▶ [TEXTE RETENU]

________________________

« Je suis un poète sans papier »

Dan Bozhlani, poète et écrivain publié en Albanie, a trouvé refuge à Lyon, mais n'a toujours pas de papiers. Demandeur d'asile en sursis, il continue d'écrire sans répit. Pour être vivant.


Une force éclatante qui s'empare de la pièce, un regard clair et perçant posé sur vous et le ton décidé d'un homme qui sait ce qu'il veut, malgré tout : Ramadan Bozhlani dégage une présence peu commune, planqué sous sa casquette qui ne le quitte jamais ; « je la garde pour la photo, les gens ne me connaissent qu'avec ma casquette ».

De son passé, on ne saura que peu, sinon que le jeune homme est né à Vushtrri, au Kosovo, pays qu'il a quitté suite à la guerre. Dan, comme on l'appelle, préfère parler d'avenir, qu'il imagine fertile pour mieux oublier le présent, accaparé par les turpitudes de l'administration française qui lui a refusé par deux fois l'asile, c'était à Bourg-en-Bresse où il est arrivé en septembre 2012.

« À chaque fois, j'ai été déçu : réponse négative. Je vais déposer un nouveau dossier, cette fois à Lyon, en juillet. Je pense qu'ici ils peuvent accepter un poète. Lyon est un épicentre de culture et je suis dans cette ville depuis deux ans. »

Lyon est devenue « ma ville de cœur et la France, ma seconde patrie. Les gens me demandent parfois pourquoi j'aime autant un pays qui ne me donne pas de papiers. Ce n'est pas grave ! Même si on m'expulsait, j'aimerais la France : c'est le pays de Victor Hugo, de Jean-Jacques Rousseau, de Camus… Cette nation ne peut pas être, sans écrivains ni poètes. La France a toujours accueilli beaucoup d'écrivains, j'espère que ce sera mon cas. Ismaïl Kadaré, un écrivain albanais, a eu l'asile politique ici en octobre 1990. » Un exemple qui lui donne espoir, lui qui a publié en Albanie son premier roman, écrit en 2016 dans les bibliothèques de Lyon, où il trouve le calme dont il a tant besoin : Le Cri de Conscience. Une fiction pleine d'amour pour le Kosovo, « un peuple magnifique ». Il rêve de le faire paraître ici, a déjà fait traduire quelques pages, mais ça coûte cher, très cher, et les éditeurs voudraient pourtant en lire plus...

________________________

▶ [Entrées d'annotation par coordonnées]

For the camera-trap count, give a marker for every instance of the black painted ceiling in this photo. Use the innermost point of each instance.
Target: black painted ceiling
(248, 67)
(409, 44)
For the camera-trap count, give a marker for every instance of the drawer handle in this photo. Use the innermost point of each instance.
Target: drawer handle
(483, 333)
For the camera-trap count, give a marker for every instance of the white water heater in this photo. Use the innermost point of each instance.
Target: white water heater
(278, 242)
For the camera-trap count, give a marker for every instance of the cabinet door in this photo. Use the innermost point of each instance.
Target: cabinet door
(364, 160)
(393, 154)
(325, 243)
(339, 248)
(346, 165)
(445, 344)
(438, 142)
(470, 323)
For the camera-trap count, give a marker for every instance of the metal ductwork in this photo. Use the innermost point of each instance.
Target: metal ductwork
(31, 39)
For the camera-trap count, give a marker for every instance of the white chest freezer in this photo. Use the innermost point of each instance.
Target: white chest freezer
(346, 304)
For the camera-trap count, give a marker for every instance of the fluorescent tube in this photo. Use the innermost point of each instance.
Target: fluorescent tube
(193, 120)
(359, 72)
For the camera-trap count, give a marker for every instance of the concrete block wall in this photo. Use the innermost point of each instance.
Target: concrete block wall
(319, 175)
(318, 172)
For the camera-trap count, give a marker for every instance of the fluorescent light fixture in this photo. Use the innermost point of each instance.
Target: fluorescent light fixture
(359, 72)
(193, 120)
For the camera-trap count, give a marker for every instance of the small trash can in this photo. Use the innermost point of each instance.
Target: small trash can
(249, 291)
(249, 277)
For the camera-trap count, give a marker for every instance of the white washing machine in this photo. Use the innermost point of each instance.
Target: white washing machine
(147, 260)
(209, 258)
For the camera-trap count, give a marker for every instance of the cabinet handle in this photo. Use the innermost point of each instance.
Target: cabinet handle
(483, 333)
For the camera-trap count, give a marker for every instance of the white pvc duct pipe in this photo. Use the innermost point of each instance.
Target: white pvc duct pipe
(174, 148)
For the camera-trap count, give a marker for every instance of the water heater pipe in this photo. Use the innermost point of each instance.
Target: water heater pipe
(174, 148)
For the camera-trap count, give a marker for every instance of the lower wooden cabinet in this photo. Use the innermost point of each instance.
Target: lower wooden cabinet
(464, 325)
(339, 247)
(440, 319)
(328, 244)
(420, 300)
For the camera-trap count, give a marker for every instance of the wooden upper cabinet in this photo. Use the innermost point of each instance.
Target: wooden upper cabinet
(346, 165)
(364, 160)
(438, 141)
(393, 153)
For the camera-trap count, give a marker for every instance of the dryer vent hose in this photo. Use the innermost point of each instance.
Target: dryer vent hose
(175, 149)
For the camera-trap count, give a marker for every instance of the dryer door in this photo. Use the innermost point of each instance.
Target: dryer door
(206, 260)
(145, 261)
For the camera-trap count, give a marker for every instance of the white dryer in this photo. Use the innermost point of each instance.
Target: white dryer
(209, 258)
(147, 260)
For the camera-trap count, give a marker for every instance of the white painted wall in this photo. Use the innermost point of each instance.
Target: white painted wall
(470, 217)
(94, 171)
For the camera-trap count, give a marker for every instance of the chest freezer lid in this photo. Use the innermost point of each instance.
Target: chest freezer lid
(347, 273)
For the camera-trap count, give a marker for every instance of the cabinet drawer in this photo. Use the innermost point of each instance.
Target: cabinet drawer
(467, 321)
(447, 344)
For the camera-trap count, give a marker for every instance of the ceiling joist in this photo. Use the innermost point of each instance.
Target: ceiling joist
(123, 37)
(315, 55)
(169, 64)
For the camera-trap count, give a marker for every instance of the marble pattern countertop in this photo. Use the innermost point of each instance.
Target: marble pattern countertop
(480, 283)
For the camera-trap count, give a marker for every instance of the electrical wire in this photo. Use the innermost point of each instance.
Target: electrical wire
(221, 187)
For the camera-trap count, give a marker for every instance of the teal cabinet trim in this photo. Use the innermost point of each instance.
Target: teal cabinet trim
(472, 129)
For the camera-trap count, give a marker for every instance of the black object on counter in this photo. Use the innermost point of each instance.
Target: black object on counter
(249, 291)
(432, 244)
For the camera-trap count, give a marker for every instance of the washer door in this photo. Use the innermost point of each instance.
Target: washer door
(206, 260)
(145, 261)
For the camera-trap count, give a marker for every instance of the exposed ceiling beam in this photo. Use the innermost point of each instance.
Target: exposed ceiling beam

________________________

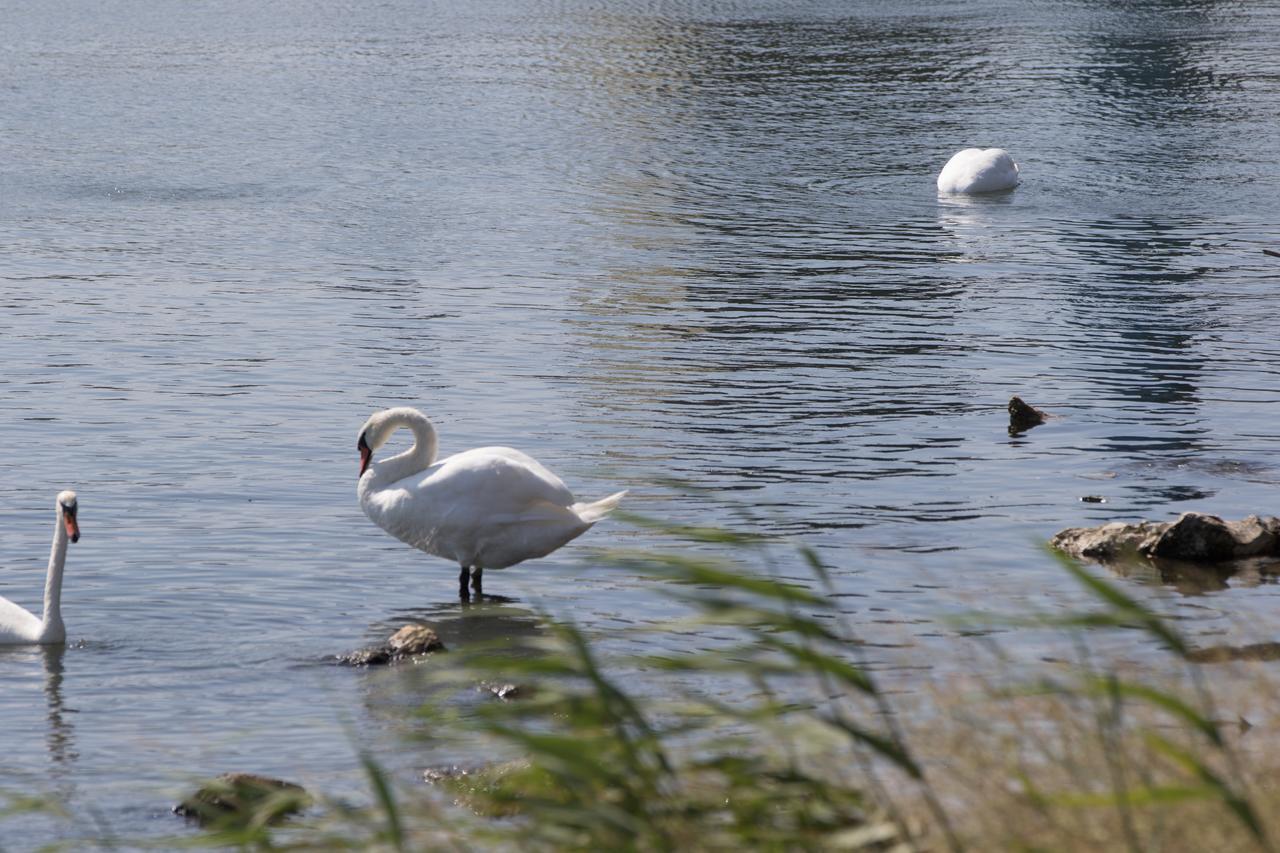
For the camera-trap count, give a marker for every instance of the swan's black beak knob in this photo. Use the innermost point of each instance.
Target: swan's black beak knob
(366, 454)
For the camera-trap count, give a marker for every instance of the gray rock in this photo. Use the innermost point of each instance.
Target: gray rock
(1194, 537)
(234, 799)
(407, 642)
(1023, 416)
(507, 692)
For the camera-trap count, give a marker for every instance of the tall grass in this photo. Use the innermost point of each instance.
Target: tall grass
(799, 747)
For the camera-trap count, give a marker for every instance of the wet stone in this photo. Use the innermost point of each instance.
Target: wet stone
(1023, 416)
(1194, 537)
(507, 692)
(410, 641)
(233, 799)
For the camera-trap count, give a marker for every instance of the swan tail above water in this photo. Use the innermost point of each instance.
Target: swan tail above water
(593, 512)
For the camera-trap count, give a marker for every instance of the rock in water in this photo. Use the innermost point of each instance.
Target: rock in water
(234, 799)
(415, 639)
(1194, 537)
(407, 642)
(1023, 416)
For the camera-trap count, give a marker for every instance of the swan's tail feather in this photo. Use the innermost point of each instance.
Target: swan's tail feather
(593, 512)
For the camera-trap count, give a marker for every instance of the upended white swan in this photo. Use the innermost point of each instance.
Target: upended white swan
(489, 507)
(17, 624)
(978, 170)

________________________

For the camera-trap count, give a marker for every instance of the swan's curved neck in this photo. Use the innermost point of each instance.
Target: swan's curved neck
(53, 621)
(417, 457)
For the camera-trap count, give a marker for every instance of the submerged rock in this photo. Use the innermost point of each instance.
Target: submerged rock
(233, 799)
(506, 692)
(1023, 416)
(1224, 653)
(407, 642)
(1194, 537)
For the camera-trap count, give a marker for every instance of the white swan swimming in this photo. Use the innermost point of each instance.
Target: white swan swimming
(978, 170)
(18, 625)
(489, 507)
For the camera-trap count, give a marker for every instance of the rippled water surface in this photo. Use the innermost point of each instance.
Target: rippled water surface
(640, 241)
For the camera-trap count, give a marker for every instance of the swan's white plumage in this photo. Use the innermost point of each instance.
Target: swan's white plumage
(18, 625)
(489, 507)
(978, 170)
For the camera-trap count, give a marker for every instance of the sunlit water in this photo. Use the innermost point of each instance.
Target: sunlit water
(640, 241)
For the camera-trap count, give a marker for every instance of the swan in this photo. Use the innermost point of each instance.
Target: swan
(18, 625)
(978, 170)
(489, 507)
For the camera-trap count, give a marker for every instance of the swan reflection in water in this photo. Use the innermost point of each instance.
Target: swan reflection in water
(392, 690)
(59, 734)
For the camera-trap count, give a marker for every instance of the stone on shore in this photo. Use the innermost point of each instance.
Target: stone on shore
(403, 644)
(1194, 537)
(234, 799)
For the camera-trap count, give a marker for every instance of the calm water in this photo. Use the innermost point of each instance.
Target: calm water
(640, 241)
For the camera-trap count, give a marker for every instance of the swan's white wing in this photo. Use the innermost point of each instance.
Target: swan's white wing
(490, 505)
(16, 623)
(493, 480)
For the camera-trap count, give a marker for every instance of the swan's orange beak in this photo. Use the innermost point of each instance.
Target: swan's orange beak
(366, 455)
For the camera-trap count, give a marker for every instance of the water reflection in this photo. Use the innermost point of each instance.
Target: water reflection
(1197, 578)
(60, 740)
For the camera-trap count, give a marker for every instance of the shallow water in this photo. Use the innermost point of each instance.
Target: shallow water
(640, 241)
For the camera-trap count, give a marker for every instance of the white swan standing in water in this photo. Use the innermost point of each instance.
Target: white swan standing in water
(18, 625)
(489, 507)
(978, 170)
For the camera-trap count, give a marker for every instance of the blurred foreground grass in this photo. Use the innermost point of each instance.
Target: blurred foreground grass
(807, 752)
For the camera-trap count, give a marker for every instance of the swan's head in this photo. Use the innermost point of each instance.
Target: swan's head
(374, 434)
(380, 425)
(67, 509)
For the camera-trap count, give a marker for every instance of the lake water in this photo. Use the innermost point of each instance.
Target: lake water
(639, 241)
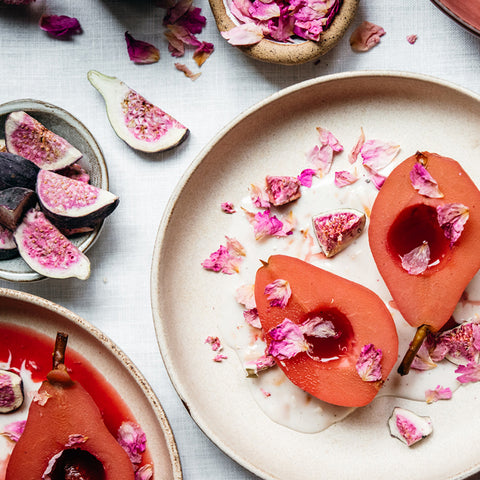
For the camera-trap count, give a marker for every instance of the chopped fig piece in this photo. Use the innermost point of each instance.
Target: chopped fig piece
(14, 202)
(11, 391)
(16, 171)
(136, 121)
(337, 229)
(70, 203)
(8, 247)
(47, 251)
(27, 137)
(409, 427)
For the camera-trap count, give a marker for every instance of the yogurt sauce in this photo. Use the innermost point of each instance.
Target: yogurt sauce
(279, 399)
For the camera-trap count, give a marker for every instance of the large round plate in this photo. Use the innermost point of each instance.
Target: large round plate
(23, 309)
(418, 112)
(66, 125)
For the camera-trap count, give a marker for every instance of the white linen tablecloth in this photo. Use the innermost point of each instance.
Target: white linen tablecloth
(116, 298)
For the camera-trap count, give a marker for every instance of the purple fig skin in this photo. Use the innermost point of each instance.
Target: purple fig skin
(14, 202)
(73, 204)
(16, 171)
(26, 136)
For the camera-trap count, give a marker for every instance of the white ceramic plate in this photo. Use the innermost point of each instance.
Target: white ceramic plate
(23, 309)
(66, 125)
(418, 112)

________________________

▶ [TRAVAIL À FAIRE]
a – Répondez à ces questions sur le portrait de Dan Bozhlani :
(i) Dans quelle ville est-il né ?
(ii) Combien de fois l'administration française lui a-t-elle refusé l'asile ?
(iii) Quel est le titre de son premier roman ?
b – Prolongez le portrait de Dan Bozhlani après sa dernière phrase.
Les enregistrements n'interviennent pas ici.

▶ [RÉPONSES PAR TÂCHE]
a –
(i) À Vushtrri, au Kosovo.
(ii) Deux fois.
(iii) Le Cri de Conscience.

b –
Et il y a la poésie, que Dan parfois publie dans les revues comme celle de Singa. Ou dans un recueil, Devant la tempête, paru au Kosovo, c'était en 2011. « J'essaie d'écrire simple pour dire de grandes choses, je n'aime pas compliquer mes poèmes, pour qu'ils puissent toucher tout le monde ». Sans cesse, il est ramené à la dure réalité du quotidien :

« sans chambre pour écrire, je ne peux pas travailler. J'essaye, pour être en vie. Mais je vis comme un fantôme. Si un Français était à ma place, il deviendrait client pour psychologue : pas de travail, pas de logement. » 

À Lyon, au moins, Dan a rencontré beaucoup d'amis et s'investit énormément dans la vie associative, œuvrant pour les Restaurants du Cœur, pour Singa : « je fais beaucoup de choses dans les domaines littéraires, écologiques. Bénévolement. Je suis venu pour continuer mon parcours et être au calme. Mais moralement, physiquement, je suis épuisé. Le mot "attendre" me fait un effet terrible : quand j'entends ce mot… ça fait cinq ans que j'attends ! »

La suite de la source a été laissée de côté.